[EXERCISE DIRECTIONS] Can you output the records below as a numbered list, starting at the line that contains "Identify the cat face" and ending at the last line of the records, with blank lines left out?

[RECORDS PROVIDED]
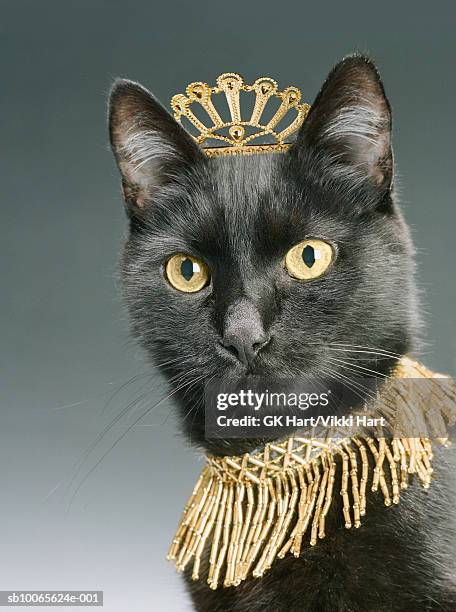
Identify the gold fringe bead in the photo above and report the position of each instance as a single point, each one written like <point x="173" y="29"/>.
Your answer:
<point x="246" y="511"/>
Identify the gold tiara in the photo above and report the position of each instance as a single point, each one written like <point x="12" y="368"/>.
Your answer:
<point x="256" y="134"/>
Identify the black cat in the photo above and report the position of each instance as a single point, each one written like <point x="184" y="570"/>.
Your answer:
<point x="239" y="216"/>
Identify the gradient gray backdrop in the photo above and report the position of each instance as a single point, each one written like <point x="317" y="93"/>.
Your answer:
<point x="65" y="350"/>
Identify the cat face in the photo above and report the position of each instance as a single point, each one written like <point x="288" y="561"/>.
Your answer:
<point x="275" y="264"/>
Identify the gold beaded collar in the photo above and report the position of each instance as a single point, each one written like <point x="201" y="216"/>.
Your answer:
<point x="246" y="511"/>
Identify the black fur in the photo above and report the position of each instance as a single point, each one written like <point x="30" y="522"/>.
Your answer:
<point x="241" y="215"/>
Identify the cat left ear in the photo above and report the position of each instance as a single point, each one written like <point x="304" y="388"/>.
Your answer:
<point x="150" y="147"/>
<point x="350" y="121"/>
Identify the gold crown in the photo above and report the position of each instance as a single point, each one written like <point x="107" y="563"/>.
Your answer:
<point x="241" y="136"/>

[TASK RESPONSE]
1. Identify the cat face in the photo above and report the position of each instance as a single point, each one written like <point x="288" y="561"/>.
2. Your answer:
3. <point x="275" y="264"/>
4. Identify the gold beaded collar in the photo above and report the position of each instance as a single point, each one written like <point x="201" y="216"/>.
5. Your answer:
6. <point x="246" y="511"/>
7. Identify the black fur in the photo above and report the position of each instance as a single point, each one written like <point x="30" y="522"/>.
8. Your answer:
9. <point x="241" y="215"/>
10. Identify the cat left ear in the photo above and report the position of each instance as a single point, each one written like <point x="304" y="388"/>.
11. Your answer:
12. <point x="150" y="147"/>
13. <point x="350" y="121"/>
14. Identify the gold crown in the photo above and report the position of each instance as a single point, each one written like <point x="107" y="563"/>.
15. Your answer:
16. <point x="241" y="136"/>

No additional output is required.